§ Request
Give as output the line that contains "[trace] mountain ridge -> outlines", followed by every remaining line of the entries, unchanged and with nothing added.

***

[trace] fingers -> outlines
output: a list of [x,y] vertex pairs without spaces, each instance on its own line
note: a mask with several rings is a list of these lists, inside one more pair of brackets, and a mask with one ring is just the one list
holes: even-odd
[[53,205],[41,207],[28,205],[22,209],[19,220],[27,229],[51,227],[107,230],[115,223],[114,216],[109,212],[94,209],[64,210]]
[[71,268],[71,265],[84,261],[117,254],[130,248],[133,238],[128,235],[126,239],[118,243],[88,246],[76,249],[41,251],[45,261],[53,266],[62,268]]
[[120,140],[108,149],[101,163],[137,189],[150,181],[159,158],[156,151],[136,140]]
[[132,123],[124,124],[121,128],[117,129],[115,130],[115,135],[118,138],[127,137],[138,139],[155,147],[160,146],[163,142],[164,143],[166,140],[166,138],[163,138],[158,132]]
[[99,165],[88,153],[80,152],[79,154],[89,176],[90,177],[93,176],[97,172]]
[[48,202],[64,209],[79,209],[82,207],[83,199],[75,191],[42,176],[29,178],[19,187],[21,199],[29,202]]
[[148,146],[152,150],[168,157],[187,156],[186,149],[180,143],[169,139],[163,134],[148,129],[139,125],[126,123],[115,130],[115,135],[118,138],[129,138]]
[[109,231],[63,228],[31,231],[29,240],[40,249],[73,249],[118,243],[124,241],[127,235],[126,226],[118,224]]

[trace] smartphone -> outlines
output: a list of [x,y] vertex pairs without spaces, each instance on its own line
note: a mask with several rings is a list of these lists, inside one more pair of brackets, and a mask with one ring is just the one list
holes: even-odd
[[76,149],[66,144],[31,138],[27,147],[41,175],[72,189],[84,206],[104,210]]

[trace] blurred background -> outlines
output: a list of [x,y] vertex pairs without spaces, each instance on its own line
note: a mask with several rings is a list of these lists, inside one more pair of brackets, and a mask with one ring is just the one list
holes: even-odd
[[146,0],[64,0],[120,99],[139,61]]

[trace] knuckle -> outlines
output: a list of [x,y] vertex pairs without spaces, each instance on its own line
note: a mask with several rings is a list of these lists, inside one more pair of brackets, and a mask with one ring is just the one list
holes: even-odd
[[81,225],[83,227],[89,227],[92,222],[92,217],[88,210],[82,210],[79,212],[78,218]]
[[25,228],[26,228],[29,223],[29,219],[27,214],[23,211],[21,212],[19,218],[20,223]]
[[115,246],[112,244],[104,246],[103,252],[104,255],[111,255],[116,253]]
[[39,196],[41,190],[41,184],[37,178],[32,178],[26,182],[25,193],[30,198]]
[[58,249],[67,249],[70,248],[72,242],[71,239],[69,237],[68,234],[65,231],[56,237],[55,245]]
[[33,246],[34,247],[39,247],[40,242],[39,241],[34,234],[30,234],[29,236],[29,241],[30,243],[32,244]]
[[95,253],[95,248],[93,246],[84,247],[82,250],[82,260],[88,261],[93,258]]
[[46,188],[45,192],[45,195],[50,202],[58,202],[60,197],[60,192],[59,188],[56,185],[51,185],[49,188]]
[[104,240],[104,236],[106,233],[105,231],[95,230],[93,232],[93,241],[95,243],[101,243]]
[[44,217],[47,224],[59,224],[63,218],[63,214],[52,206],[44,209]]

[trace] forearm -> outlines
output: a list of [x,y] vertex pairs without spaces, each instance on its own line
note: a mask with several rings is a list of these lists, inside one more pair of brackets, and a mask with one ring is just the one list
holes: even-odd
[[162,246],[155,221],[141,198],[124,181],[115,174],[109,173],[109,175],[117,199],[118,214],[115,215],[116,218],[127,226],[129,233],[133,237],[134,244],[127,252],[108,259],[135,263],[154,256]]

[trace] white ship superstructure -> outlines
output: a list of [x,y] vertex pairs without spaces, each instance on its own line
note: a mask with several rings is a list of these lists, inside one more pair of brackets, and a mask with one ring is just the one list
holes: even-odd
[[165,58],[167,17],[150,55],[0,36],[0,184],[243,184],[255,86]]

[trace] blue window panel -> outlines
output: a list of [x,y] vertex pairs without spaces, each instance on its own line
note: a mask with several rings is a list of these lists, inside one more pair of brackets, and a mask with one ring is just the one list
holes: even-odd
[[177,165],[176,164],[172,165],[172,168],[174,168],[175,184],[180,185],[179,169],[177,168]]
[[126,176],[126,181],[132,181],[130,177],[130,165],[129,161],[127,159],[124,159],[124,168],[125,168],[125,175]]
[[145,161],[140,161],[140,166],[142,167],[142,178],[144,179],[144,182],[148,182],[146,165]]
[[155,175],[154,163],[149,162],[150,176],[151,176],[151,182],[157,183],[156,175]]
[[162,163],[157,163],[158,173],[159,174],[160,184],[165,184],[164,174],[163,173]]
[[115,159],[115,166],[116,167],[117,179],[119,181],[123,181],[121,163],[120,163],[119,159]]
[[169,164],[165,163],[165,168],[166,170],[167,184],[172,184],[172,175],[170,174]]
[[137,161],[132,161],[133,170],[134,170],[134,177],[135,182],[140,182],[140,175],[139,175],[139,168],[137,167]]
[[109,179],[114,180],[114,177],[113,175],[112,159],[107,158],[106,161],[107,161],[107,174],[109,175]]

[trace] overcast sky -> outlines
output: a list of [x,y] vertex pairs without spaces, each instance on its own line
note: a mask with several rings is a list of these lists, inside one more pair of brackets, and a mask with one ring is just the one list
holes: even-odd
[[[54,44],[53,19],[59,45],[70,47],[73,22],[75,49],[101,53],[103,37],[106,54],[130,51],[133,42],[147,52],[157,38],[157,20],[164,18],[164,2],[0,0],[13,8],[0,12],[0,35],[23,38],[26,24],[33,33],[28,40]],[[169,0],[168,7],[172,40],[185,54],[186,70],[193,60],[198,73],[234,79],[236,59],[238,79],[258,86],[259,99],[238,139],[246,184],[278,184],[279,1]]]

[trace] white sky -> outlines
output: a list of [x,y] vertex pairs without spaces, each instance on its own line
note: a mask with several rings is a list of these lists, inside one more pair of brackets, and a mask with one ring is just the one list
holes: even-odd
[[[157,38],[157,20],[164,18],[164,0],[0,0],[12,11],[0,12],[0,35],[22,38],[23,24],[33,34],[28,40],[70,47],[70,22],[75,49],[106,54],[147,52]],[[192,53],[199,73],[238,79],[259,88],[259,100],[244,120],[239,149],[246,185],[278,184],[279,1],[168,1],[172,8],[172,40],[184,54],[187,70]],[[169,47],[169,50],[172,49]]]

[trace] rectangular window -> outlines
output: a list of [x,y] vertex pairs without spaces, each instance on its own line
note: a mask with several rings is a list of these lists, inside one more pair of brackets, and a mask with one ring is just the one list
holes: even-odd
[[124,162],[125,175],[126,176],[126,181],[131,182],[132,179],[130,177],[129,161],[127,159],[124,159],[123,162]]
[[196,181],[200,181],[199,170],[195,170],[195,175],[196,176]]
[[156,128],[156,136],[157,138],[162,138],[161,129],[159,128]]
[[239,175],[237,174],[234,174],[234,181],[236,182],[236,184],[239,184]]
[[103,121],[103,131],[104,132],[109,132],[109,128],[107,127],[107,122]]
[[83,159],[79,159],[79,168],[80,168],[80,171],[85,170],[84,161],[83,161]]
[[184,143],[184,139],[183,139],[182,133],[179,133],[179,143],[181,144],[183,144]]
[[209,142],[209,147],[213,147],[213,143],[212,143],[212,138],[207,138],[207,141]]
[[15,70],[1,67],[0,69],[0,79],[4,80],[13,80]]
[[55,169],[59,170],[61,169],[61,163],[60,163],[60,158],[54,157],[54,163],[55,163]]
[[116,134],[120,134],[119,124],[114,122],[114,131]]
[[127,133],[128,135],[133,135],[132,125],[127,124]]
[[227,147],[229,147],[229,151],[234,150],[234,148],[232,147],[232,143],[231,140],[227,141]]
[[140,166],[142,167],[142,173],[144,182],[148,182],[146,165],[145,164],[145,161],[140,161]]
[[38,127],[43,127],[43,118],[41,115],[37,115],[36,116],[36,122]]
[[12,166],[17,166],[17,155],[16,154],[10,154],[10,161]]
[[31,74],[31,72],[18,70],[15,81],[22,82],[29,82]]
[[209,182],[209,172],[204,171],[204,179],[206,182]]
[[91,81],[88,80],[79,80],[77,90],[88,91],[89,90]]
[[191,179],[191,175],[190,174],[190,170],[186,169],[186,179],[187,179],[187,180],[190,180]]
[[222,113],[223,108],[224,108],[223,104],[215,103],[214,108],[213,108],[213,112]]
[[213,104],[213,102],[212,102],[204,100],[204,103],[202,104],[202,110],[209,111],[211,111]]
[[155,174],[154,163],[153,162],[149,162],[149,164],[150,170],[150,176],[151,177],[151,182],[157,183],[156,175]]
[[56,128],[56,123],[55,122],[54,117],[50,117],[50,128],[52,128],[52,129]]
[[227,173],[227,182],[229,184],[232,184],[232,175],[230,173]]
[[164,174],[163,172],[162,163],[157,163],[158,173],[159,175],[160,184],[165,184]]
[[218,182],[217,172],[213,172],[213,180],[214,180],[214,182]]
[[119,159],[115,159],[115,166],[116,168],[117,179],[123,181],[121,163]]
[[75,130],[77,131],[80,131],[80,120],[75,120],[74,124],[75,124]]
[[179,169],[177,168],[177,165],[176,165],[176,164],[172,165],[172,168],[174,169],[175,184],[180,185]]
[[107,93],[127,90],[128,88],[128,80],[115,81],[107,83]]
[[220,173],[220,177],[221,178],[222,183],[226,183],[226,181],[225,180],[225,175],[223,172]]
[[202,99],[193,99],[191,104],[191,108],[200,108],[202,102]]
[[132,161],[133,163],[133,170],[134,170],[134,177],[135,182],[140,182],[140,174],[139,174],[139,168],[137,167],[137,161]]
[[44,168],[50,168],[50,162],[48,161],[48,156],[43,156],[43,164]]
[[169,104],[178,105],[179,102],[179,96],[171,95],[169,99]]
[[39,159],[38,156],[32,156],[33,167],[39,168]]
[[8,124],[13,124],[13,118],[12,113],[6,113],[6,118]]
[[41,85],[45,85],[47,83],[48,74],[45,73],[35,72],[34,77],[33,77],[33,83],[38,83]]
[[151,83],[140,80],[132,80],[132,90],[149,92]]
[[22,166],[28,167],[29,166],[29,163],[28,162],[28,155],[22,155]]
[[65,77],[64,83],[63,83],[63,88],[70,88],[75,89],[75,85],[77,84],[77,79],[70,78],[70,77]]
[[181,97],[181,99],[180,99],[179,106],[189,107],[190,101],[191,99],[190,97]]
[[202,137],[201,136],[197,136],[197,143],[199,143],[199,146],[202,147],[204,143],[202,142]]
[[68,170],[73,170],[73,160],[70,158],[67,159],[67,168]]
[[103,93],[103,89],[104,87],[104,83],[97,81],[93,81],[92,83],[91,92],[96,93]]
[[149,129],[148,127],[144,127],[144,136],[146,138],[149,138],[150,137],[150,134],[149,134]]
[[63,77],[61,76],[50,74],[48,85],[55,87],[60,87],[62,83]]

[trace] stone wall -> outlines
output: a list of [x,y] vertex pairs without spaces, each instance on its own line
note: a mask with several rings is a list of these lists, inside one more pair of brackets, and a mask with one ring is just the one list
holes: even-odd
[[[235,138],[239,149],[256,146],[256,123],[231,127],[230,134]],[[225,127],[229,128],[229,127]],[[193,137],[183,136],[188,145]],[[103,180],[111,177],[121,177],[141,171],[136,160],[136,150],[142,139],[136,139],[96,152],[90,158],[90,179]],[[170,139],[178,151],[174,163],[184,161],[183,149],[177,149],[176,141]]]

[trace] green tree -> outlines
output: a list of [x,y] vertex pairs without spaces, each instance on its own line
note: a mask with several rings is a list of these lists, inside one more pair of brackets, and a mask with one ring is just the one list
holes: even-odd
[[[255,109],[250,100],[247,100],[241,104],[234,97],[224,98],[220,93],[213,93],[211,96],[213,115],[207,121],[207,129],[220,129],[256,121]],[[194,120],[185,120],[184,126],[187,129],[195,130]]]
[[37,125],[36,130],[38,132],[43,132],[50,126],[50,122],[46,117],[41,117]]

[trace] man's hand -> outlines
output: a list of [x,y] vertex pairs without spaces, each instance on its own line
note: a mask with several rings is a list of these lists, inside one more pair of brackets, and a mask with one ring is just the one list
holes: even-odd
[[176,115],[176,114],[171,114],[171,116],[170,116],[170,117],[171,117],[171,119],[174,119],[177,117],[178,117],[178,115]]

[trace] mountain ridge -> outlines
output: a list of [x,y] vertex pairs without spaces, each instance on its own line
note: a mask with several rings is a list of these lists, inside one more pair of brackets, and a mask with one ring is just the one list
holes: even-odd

***

§ Task output
[trace] mountain ridge -> outlines
output: a list of [x,y] vertex pairs without spaces, each instance on its own line
note: a mask with several rings is a list of these lists, inside one more pair of brackets, and a mask with one ring is just the one list
holes: even-odd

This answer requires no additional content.